--- Instructions ---
a – List the three steps of the classic teaching philosophy named in the passage on the "watch one, do one, teach one" method.
b – Answer each question from the passage on the "watch one, do one, teach one" method.
(i) In which two stages of training did the writer experience this teaching method?
(ii) What two criticisms has the method faced?
(iii) How long did both study groups have to study?
c – Extend the passage on the "watch one, do one, teach one" method past its final sentence.
START Text provided
Watch one. Do one. Teach one. This is the classic philosophy for teaching aspiring young doctors. In medical school and residency, I had my fair share of experiences predicated on this teaching method. Though sometimes scary, it worked. Knowing I had to teach something down the line made me pay more attention to what I was watching and doing.
While the watch one, do one, teach one method has been criticized for putting too much pressure on young doctors and placing patients at risk, the research underscores the value of an approach that emphasizes teaching.
Participants in one study were divided into two groups. One group was told to read a passage of text in preparation for a test while the other was told to read the same passage so that they could teach it to a student who would be tested on it. Both groups had 10 minutes to study and were not allowed to take notes. Those who were expecting to teach the material remembered it more efficiently and performed better when asked specific questions about the text. They also had better retention of important information.
END Text provided
START Provided data
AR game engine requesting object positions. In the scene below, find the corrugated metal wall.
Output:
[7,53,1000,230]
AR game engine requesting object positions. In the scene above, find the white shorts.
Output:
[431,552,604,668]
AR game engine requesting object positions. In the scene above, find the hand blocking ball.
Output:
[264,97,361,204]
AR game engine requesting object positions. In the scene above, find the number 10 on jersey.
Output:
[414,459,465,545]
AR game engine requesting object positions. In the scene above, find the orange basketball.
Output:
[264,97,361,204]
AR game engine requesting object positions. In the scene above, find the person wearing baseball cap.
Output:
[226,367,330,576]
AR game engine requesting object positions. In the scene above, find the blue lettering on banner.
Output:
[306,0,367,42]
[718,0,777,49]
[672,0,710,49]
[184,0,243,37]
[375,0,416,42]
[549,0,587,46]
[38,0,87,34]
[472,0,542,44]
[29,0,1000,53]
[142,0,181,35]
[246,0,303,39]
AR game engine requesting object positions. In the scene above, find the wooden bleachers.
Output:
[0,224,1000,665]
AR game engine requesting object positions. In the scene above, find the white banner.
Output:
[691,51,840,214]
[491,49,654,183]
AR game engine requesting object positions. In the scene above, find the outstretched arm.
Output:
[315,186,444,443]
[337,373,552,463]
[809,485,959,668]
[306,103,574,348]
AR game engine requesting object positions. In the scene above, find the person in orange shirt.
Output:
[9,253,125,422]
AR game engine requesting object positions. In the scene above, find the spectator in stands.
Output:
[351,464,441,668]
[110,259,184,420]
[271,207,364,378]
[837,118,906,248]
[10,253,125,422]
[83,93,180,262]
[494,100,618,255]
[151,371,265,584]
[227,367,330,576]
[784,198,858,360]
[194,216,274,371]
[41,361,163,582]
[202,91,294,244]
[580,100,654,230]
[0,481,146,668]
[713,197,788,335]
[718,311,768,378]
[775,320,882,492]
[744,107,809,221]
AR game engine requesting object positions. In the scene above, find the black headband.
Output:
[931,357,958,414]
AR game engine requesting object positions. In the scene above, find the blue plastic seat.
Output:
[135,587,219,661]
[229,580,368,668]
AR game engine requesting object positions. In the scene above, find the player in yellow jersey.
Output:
END Provided data
--- Answers by item number ---
a – Watch one; do one; teach one.

b –
(i) Medical school and residency.
(ii) Putting too much pressure on young doctors and placing patients at risk.
(iii) 10 minutes.

c –
Students engage differently when they think they have to teach it rather than simply memorize it. As the lead scientist describes:
“The immediate implication is that the mindset of the student before and during learning can have a significant impact on learning and that positively altering a student’s mindset can be effectively achieved through rather simple instructions.”
A “teaching mindset” requires active engagement and enables learners to filter out unnecessary information, pay attention to important details, and better organize material. Imagine the implications this could have if applied outside of medical school… in elementary, middle and high school. Perhaps even in the professional world.
As Benjamin Franklin said:
“Tell me and I forget. Teach me and I remember. Involve me and I learn.”